• [What this task involves]:
Can you write out the lines from the first one through the line containing "34), (1007, 19)]", replacing "green sports field" with "running track" and leaving everything else unchanged?
--- Excerpted data ---
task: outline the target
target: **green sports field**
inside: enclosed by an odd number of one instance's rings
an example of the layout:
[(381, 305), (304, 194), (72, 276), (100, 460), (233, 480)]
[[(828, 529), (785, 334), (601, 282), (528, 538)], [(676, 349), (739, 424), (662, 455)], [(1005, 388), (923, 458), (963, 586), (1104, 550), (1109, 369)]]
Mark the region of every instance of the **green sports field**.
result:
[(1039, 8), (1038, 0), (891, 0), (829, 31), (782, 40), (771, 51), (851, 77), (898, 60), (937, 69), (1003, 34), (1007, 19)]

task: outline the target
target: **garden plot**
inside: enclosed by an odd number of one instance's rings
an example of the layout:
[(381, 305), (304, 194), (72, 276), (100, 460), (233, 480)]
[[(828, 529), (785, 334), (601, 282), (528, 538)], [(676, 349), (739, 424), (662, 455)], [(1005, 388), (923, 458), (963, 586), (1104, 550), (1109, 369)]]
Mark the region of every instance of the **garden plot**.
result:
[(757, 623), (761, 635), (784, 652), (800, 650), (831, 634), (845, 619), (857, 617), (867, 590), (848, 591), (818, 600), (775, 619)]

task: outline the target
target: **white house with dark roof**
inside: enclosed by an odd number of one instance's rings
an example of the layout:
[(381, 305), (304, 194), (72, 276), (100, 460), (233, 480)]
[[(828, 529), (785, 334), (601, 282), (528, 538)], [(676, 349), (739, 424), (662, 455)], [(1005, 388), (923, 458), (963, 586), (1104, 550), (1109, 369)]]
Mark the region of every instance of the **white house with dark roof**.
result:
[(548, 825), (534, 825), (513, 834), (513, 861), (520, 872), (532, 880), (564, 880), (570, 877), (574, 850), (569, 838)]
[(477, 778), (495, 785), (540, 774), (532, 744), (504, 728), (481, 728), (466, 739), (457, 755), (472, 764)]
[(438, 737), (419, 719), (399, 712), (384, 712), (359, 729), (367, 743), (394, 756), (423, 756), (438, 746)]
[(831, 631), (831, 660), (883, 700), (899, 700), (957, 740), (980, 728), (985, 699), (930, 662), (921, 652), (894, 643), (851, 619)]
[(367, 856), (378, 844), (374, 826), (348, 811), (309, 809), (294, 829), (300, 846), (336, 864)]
---
• [Answer to this exercise]:
task: outline the target
target: **running track**
inside: enclosed by an odd number of one instance's rings
an example of the layout:
[(381, 305), (304, 194), (72, 276), (100, 460), (233, 480)]
[[(828, 529), (785, 334), (601, 282), (528, 538)], [(676, 349), (739, 424), (662, 455)], [(1005, 388), (923, 458), (963, 586), (1104, 550), (1109, 369)]]
Mark the region of every instance of the **running track**.
result:
[(1039, 8), (1038, 0), (891, 0), (829, 31), (782, 40), (771, 51), (851, 77), (898, 60), (937, 69), (1003, 34), (1007, 19)]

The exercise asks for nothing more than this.